Excerpt from a dataset
---------------
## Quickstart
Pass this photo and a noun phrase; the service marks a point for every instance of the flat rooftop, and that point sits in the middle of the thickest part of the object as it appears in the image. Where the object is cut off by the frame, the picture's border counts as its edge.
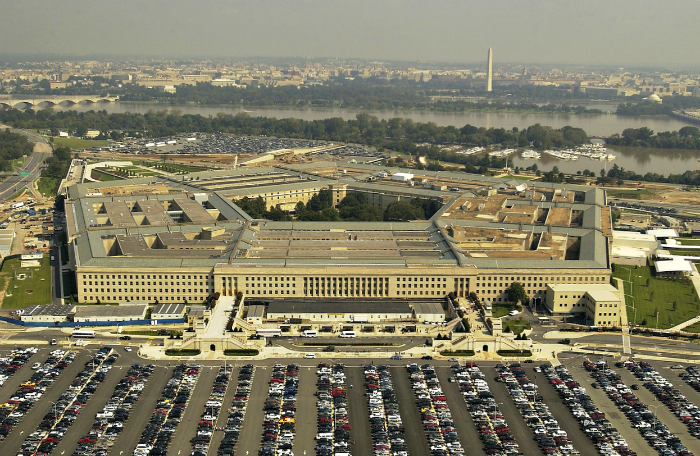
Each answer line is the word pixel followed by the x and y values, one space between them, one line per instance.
pixel 339 306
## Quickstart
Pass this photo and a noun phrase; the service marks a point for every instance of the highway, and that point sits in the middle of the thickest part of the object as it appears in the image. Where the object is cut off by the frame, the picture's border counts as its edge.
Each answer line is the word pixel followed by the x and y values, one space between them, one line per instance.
pixel 13 184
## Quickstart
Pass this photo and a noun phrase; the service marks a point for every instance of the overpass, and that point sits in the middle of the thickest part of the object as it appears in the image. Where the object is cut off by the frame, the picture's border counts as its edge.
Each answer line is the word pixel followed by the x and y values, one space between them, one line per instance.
pixel 7 101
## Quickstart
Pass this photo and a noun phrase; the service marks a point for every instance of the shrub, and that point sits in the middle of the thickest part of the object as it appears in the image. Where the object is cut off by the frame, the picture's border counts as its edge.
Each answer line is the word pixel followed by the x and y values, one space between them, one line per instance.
pixel 182 352
pixel 457 353
pixel 241 352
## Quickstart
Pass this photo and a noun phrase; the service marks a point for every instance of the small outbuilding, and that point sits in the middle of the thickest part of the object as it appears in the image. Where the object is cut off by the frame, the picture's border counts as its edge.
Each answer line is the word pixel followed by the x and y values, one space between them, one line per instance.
pixel 255 314
pixel 122 312
pixel 168 311
pixel 676 267
pixel 428 311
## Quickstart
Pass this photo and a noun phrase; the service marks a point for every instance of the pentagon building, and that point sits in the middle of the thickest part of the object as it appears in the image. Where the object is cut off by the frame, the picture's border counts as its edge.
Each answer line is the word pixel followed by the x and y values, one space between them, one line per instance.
pixel 175 239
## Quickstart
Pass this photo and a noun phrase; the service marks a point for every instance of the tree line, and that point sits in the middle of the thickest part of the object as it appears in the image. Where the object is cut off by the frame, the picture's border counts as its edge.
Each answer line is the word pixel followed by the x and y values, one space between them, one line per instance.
pixel 395 134
pixel 353 207
pixel 685 138
pixel 12 147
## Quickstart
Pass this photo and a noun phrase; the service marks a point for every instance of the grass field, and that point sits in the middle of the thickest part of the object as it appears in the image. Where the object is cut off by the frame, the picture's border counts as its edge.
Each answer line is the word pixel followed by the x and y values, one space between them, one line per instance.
pixel 501 310
pixel 48 185
pixel 104 177
pixel 77 143
pixel 659 295
pixel 627 193
pixel 517 325
pixel 688 241
pixel 30 291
---------------
§ **Exercise description**
Rewrite all of the records above, replacing "noun phrase" with "text query" and keeping everything else the same. Leave the pictures out.

§ **Solved problem**
## Quickstart
Pass this photo and a text query; the service marks a point for every instance of the flat rooftop, and that point sits in the middle of the thickest part of the object as it appears in the image. Where the object is cut off by the frame, the picture's border counts as its edge.
Each answer line is the word pixel followed by the x and y values, one space between them, one line per instance.
pixel 339 306
## Quickstart
Pass this photo and a text query; the service marks a point for every instance of the highway, and that point sits in the middle of the thickest part of the object as it appears in the image. Where the object is cut off by the frame, the picture's border counts as its edge.
Each answer line is the word pixel followed by the x and y values, one space between them, one line per instance.
pixel 13 184
## Quickstart
Pass this photo and a text query; the service marks a point for every instance of the overpass, and that point sits in the middle of the thickest part of the object as it appears in the image. Where the object is cut off by the frame, the picture's border counts as its edge.
Each answer line is the word pixel followed by the x and y values, one space between them, one line per instance.
pixel 7 101
## Quickstart
Pass this photo and a text query; the service marks a point for every instance of the shrub, and that point sits in the middle of the thickest part of the object as it appears in the image. Where the object is cut off by the frame, the picture's border counts as its edge.
Each answer line is the word pixel followed by the x and y values, one space between them, one line per instance.
pixel 182 352
pixel 457 353
pixel 241 352
## Quickstart
Pass this photo and a text query; the service marks a point for every instance of the small outbuilding, and that point sits in the middle of the thickest part of the object as it appears in the image. Where the object is cut off by the frame, the picture's border counts as its edge.
Each answer line is the word pixel followed by the x and y values, one space between them, one line per instance.
pixel 255 314
pixel 122 312
pixel 168 311
pixel 676 267
pixel 428 311
## Quickstart
Pass this photo and a text query; the service marks a point for every instance of the pentagon building, and that point sits in the middle of the thickest part of the object as it appears in the image. Where the object is cut off by the frame, the picture's border counts as its edge.
Each answer line is the word pixel followed by the x and y values, one space between them, one line per instance.
pixel 175 239
## Quickstart
Pass this photo and a text query; the service marks a point for every instance of the tree line, and that point sits in the middle of the thickest part of the object as it appears in the image. Where the object is cut off by the frame, the picture's border counts as its edge.
Each answer line is the word pixel followed by the x and y values, one space between them, one line per instance.
pixel 395 134
pixel 353 207
pixel 685 138
pixel 12 147
## Quickstart
Pass this photo and a text query; the service marks a point for every instance of the grass field, and that point sits in the middle of the thickest part of the object as it appears in the image. Where the object is cut off by the frame, the picture's border counts as its edge.
Each answer line is the word pixel followed by the x and y values, one space between them, one line per instance.
pixel 501 310
pixel 48 185
pixel 104 177
pixel 77 143
pixel 659 295
pixel 627 193
pixel 517 325
pixel 688 241
pixel 30 291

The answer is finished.